> _TASK OBJECTIVE_
Starting at the line that contains "the red poinsettia", write out each line through the end of the data below, exactly as it stands. Skip any pictures.

> _RECORD LIST_

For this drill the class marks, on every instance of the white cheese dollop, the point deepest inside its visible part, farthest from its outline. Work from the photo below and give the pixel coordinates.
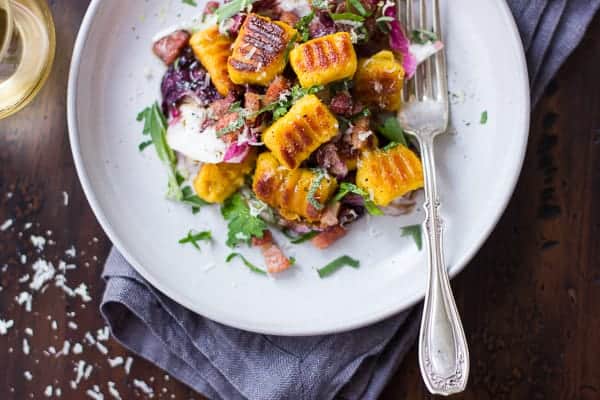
(300, 7)
(187, 137)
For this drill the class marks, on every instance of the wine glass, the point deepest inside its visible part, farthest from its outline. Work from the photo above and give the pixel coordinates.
(27, 46)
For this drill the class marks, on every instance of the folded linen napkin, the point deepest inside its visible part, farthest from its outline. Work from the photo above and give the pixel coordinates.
(225, 363)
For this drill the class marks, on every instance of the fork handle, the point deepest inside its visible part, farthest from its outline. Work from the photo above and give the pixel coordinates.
(443, 351)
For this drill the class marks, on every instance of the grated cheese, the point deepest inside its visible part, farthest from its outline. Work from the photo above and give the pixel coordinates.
(143, 386)
(7, 224)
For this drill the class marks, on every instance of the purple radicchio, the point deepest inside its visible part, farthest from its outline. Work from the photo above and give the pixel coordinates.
(186, 78)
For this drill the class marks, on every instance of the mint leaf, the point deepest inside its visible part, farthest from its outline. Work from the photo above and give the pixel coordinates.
(242, 225)
(346, 188)
(392, 131)
(194, 238)
(338, 263)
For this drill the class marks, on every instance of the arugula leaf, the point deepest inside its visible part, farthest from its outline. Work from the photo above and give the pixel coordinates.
(483, 119)
(142, 146)
(155, 125)
(302, 26)
(247, 263)
(282, 106)
(228, 10)
(191, 199)
(358, 6)
(337, 264)
(346, 17)
(422, 36)
(242, 225)
(347, 187)
(320, 4)
(316, 183)
(194, 238)
(414, 231)
(392, 130)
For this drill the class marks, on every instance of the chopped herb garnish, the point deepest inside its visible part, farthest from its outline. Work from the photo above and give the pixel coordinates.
(305, 237)
(281, 107)
(414, 231)
(302, 27)
(320, 4)
(338, 263)
(247, 263)
(346, 17)
(392, 130)
(358, 6)
(193, 238)
(155, 125)
(422, 36)
(242, 225)
(347, 187)
(316, 183)
(142, 146)
(390, 146)
(483, 119)
(190, 198)
(228, 10)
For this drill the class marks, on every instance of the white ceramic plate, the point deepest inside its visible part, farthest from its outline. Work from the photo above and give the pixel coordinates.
(478, 168)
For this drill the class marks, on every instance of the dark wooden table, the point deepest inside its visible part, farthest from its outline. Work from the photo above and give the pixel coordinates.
(530, 299)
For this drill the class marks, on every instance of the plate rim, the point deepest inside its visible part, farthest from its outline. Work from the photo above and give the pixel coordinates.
(343, 325)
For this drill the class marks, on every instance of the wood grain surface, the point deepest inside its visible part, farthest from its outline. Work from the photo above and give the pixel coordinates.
(530, 299)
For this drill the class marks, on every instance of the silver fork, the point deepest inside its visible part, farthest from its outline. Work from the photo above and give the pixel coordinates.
(443, 351)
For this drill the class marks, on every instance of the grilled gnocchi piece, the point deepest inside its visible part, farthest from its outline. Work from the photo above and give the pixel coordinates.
(389, 174)
(216, 182)
(301, 131)
(259, 51)
(379, 80)
(289, 191)
(213, 49)
(323, 60)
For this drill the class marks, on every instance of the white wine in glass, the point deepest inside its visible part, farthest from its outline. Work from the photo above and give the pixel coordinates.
(27, 46)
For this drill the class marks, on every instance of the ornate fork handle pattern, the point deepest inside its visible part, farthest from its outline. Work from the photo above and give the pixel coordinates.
(443, 351)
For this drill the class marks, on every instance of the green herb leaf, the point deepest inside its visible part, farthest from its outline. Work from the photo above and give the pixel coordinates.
(414, 231)
(247, 263)
(422, 36)
(242, 225)
(228, 10)
(392, 130)
(155, 125)
(483, 119)
(338, 263)
(346, 17)
(358, 6)
(142, 146)
(305, 237)
(190, 198)
(302, 26)
(316, 183)
(320, 4)
(282, 106)
(347, 187)
(194, 238)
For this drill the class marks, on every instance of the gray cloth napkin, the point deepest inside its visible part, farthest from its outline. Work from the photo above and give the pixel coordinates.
(225, 363)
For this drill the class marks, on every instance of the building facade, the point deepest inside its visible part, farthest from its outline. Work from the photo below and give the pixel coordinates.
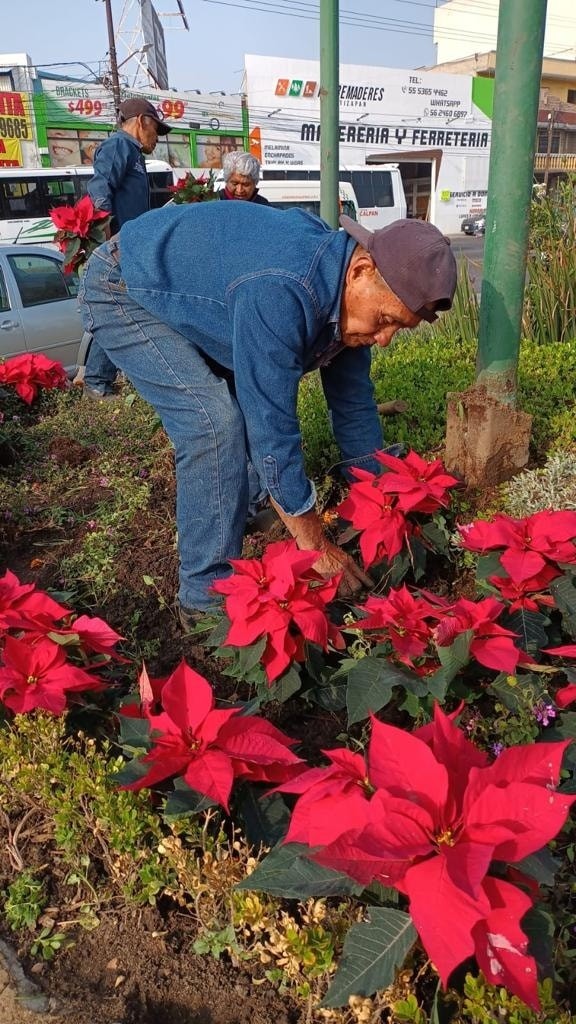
(437, 127)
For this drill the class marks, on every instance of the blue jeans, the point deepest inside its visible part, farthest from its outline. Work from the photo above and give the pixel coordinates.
(100, 372)
(199, 413)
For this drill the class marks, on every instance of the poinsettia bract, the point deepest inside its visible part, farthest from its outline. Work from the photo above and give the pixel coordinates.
(209, 747)
(282, 598)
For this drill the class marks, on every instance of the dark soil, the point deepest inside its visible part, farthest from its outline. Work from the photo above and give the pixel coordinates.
(138, 969)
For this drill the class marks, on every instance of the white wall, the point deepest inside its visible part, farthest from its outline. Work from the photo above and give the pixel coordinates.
(462, 28)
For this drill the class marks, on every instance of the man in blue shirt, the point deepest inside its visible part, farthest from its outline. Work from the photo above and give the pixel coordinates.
(120, 186)
(268, 295)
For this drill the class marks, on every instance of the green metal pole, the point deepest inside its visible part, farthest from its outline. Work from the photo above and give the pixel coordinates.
(329, 112)
(519, 68)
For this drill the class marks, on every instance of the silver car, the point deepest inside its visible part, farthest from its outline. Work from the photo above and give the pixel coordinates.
(38, 304)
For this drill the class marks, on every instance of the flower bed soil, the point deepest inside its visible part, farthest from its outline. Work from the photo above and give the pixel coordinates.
(138, 969)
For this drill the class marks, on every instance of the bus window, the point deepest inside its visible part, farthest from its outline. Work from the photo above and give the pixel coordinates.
(60, 192)
(21, 199)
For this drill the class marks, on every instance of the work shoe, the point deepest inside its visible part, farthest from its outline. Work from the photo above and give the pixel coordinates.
(262, 521)
(190, 617)
(90, 392)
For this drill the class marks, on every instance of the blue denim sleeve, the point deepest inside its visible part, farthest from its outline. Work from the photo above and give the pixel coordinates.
(112, 160)
(350, 394)
(273, 316)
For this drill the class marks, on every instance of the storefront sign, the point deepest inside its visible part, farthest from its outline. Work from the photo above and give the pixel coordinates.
(10, 153)
(14, 116)
(421, 118)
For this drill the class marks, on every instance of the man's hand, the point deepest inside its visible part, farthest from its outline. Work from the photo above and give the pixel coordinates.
(309, 535)
(335, 560)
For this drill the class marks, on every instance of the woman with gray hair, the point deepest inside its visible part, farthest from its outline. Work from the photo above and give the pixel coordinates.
(242, 172)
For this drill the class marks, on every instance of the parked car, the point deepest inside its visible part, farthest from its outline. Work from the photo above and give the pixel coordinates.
(475, 223)
(38, 304)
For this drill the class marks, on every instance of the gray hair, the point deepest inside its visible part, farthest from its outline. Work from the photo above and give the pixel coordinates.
(241, 163)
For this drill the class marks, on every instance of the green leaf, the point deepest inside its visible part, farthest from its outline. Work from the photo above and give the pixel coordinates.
(490, 565)
(540, 865)
(331, 695)
(453, 659)
(287, 871)
(371, 682)
(285, 687)
(265, 817)
(373, 952)
(249, 656)
(564, 593)
(182, 801)
(131, 772)
(134, 732)
(530, 628)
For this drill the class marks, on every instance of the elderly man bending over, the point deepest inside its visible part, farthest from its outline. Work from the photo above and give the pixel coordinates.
(268, 295)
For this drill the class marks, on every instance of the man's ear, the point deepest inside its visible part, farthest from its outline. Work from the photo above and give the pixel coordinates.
(361, 265)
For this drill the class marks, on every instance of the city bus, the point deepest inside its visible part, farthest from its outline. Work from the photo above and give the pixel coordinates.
(28, 195)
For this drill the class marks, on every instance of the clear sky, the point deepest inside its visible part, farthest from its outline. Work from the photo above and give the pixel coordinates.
(210, 56)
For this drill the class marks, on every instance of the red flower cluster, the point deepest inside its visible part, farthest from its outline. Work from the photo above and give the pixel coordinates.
(426, 814)
(30, 372)
(280, 597)
(39, 638)
(191, 189)
(80, 229)
(416, 627)
(532, 548)
(209, 747)
(378, 505)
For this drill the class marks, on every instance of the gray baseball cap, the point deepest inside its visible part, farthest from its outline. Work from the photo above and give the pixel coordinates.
(136, 108)
(415, 260)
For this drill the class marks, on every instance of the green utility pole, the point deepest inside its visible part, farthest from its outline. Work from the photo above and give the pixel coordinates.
(519, 67)
(329, 112)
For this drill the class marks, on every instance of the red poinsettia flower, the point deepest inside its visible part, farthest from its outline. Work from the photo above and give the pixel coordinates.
(419, 485)
(500, 945)
(94, 635)
(530, 544)
(384, 529)
(438, 818)
(332, 800)
(280, 597)
(492, 645)
(405, 621)
(30, 372)
(528, 594)
(39, 676)
(25, 607)
(77, 219)
(209, 747)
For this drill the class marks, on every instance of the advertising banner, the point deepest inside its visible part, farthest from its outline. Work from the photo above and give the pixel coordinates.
(415, 116)
(10, 153)
(15, 121)
(70, 101)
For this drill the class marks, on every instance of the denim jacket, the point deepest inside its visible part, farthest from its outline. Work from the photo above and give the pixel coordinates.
(120, 182)
(258, 291)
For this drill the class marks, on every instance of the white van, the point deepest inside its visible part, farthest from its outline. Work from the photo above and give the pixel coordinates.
(378, 189)
(28, 194)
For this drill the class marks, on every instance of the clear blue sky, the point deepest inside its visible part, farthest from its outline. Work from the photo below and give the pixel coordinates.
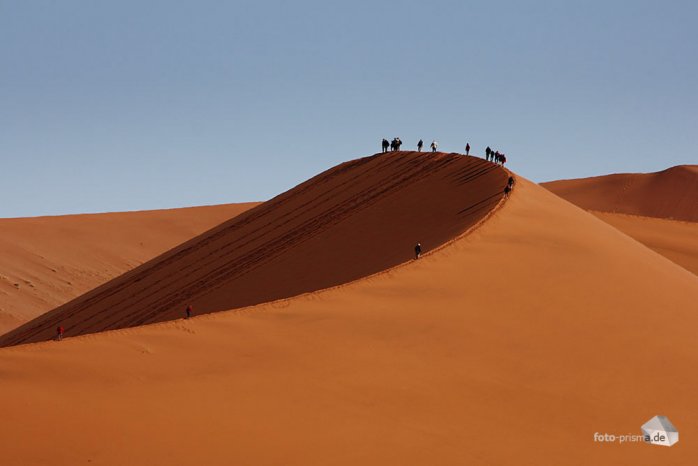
(128, 105)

> _RESULT FOR THIS EXERCISE_
For this drill the class marks, on every instance of the red poinsettia flower, the point deepest inside its visible part, farthest from its outline. Work from the photo above and give the pixel coordinates.
(419, 485)
(500, 945)
(94, 635)
(530, 544)
(384, 529)
(438, 818)
(332, 800)
(280, 597)
(492, 645)
(405, 621)
(30, 372)
(528, 594)
(39, 676)
(25, 607)
(77, 219)
(209, 747)
For this drill the class marks, on every instance of the advertising banner, the point deepest inside its visible part, farthest from its outline. Work from the photo above and give the pixel coordinates.
(415, 116)
(10, 153)
(15, 121)
(70, 101)
For this drill the class marks, on every instance of the denim jacket, the point deepest inside its visible part, farthest from its outline. Work from the photo above and give the pixel coordinates.
(120, 182)
(258, 291)
For this drill the class marks, on every instance of the white van, the point deepest inside its visible part, farthest from its outline. Work from the photo above and give the pixel coordinates.
(378, 189)
(28, 194)
For this drill the class marks, on every instance of the clear blue sky, the point deepest inside its visible part, farthest from its outline. Work from the photo below and give the pixel coordinates.
(128, 105)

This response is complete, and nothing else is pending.